(Bounding box annotation entries)

** begin **

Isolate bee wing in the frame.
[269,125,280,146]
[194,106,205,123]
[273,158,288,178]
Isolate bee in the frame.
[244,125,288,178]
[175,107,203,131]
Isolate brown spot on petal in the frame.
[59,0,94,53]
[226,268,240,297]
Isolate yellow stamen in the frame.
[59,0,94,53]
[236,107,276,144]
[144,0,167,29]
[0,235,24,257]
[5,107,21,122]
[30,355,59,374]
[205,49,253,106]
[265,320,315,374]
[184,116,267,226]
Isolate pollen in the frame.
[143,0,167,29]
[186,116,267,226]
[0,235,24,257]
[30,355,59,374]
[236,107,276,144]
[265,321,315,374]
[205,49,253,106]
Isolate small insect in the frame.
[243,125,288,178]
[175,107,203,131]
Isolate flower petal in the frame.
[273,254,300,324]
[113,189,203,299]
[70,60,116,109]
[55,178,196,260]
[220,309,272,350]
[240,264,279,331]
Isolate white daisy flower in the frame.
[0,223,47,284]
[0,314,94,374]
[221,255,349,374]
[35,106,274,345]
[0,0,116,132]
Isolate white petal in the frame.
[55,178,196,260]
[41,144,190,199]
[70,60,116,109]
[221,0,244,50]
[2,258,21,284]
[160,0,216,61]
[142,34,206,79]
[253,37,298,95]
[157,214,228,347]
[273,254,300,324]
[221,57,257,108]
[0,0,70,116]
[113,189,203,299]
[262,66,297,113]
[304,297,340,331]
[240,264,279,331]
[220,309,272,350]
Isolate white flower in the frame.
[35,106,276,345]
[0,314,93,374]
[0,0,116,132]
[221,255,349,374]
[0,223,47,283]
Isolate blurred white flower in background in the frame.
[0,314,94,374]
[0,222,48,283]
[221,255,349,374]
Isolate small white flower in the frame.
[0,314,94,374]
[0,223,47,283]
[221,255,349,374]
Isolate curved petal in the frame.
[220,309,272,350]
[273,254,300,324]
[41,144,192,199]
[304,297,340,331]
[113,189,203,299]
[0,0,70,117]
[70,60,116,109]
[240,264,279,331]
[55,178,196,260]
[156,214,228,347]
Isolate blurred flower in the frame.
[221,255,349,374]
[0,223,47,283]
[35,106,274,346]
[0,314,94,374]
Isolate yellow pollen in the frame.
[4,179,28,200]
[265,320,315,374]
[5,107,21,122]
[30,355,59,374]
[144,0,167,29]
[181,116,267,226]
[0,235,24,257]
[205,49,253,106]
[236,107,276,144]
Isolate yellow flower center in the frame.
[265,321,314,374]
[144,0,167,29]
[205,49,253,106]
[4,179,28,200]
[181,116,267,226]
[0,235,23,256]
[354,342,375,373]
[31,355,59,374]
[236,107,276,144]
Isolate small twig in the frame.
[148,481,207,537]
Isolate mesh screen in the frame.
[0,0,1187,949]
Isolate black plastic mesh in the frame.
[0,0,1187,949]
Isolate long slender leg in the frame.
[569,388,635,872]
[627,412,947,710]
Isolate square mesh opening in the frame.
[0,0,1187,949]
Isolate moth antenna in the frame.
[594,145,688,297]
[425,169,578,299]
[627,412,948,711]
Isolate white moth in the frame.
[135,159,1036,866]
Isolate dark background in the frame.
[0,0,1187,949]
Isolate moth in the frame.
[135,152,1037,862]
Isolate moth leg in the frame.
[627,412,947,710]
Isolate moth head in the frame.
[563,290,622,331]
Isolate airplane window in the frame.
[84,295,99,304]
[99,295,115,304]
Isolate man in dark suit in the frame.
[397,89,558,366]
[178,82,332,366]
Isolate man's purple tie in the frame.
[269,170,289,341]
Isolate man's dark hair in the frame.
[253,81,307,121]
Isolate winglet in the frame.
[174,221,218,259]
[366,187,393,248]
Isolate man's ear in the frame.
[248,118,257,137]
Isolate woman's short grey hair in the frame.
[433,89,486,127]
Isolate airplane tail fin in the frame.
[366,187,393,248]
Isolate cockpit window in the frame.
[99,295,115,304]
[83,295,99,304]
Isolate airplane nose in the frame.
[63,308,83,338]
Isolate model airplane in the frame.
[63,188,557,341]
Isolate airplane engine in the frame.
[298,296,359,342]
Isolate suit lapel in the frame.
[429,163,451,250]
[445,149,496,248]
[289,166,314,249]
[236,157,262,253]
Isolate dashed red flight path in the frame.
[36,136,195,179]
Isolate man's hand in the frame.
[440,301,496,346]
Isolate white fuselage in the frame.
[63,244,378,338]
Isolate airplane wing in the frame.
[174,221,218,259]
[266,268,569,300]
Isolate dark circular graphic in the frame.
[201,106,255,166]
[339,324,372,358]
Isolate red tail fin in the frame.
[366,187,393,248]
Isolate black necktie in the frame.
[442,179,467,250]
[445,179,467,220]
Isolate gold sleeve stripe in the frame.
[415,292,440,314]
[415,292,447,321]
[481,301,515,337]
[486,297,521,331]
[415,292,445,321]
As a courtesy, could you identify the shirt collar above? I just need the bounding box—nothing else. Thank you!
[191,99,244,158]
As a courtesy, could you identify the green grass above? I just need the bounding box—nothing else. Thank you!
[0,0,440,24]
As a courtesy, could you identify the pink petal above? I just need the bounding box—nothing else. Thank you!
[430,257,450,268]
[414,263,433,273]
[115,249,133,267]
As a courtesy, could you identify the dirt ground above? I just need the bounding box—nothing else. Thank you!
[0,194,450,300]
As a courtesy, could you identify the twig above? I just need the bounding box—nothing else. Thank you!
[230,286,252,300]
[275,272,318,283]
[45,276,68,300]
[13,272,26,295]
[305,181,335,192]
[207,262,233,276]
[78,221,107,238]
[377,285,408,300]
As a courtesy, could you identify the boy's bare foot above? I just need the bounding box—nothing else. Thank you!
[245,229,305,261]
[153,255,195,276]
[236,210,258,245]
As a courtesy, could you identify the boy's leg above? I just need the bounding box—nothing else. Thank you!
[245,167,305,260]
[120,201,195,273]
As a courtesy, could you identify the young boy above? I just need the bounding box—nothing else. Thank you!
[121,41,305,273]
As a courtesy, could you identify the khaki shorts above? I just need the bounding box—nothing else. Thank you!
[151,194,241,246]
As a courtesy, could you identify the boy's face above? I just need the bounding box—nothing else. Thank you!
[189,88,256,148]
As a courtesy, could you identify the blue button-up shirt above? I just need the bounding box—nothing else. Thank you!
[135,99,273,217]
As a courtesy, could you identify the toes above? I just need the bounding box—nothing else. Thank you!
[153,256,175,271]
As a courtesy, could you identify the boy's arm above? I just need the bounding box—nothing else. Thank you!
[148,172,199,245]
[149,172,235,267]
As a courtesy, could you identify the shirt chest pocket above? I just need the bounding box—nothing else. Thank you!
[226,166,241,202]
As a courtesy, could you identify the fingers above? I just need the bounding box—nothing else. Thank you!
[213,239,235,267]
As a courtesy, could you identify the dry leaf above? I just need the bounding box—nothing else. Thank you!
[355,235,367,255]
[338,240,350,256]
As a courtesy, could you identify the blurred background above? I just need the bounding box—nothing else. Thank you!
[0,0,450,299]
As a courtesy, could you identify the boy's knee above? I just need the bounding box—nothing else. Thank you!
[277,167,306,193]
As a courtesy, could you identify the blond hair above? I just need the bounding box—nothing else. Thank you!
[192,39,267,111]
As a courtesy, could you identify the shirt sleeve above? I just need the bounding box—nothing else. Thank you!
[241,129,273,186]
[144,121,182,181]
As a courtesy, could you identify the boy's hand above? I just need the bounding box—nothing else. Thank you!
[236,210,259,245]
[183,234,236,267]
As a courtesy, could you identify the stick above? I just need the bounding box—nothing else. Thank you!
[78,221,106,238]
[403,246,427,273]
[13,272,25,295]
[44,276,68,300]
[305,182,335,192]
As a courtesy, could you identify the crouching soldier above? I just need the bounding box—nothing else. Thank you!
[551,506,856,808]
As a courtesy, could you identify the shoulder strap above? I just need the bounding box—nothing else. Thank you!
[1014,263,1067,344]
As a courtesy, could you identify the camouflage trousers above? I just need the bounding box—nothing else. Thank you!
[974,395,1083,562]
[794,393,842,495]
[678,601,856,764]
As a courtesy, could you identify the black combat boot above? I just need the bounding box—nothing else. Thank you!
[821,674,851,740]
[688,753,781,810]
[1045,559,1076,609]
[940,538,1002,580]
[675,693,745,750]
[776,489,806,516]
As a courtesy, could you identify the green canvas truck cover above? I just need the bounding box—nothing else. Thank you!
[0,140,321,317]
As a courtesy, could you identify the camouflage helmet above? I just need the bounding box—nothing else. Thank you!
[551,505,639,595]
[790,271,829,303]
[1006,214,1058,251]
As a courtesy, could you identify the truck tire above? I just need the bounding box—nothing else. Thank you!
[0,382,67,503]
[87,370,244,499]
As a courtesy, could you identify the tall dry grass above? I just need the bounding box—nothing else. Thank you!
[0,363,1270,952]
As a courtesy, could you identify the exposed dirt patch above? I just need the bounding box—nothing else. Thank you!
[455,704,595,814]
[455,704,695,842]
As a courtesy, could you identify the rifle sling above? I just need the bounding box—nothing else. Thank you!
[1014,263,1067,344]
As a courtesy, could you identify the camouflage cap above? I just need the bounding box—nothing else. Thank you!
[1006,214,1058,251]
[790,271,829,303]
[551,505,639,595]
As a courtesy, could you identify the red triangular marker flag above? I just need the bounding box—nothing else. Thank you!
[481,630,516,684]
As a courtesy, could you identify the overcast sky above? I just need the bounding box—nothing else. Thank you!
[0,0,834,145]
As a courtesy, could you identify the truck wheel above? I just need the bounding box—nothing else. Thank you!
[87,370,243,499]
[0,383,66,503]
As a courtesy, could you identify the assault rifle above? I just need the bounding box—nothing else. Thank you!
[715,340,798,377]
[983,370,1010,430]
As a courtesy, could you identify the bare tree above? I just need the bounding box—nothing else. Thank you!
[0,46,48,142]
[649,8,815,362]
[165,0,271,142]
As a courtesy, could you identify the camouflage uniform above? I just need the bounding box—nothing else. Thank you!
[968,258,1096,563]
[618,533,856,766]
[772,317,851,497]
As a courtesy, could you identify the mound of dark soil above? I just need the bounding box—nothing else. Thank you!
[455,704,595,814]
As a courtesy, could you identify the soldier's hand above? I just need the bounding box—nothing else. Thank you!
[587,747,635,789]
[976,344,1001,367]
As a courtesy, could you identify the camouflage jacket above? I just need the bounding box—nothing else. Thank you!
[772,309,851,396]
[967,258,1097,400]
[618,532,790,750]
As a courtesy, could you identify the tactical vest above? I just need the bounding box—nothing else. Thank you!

** end **

Task objective: Update the material from the line containing "As a courtesy, could you identify the tall" through the end of the material, replacing "camouflage" with "camo" and changing nothing else. Return only those lines.

Result:
As a courtesy, could you identify the tall dry grass above? I just need the bounding box—nothing else. Thank you!
[0,363,1270,952]
As a courtesy, could you identify the exposed dirt patch above? I just need the bounding box—nothing else. Thank you!
[455,704,595,814]
[455,704,695,842]
As a courtesy, could you identify the rifle sling above? I just need the bounding box—nothing else. Thank you!
[1014,263,1067,344]
As a courtesy, could you identify the camo cap above? I just need the bounding box—nothing else. Thank you!
[1006,214,1058,251]
[790,271,829,303]
[551,505,639,595]
As a courtesy, could you identify the red triangular marker flag above? I just need the bounding box—nothing else. Thank you!
[481,630,516,684]
As a courtesy, could you identify the overcast sky above? I just need the bounding box—nothing else. Thank you!
[0,0,834,145]
As a courtesy, could you identify the truck wheel above? I just need the bounding box—nothing else. Thank you!
[87,370,243,499]
[0,383,66,503]
As a courtesy, could you identify the assault rifle above? I just need the bounding box—nothing else. Thank you!
[715,340,798,377]
[983,370,1010,430]
As a courtesy, could you identify the bare tree above? I just need the bounding box—nothing else. Thank you!
[0,46,48,142]
[649,8,815,362]
[165,0,271,142]
As a courtesy, could you identify the camo uniform above? I just need the bounding box—nothing else. Thank you!
[968,258,1096,563]
[618,533,856,766]
[772,317,851,497]
As a courtesy, could you identify the mound of dark soil above? I just need the bounding box—nothing else. Thank you!
[455,704,595,814]
As a courtesy, could you identify the soldier's hand above? I just need the bounding box—nothing else. Thank you!
[587,747,635,789]
[976,344,1001,367]
As a courtesy, could you identify the camo jacket above? I just need the bounding box—nothing else. Thank you!
[772,309,851,396]
[967,258,1097,400]
[618,532,790,750]
As a courtesy, could you identify the tactical vest above? I just need the bounding box—nothing else. Thank you!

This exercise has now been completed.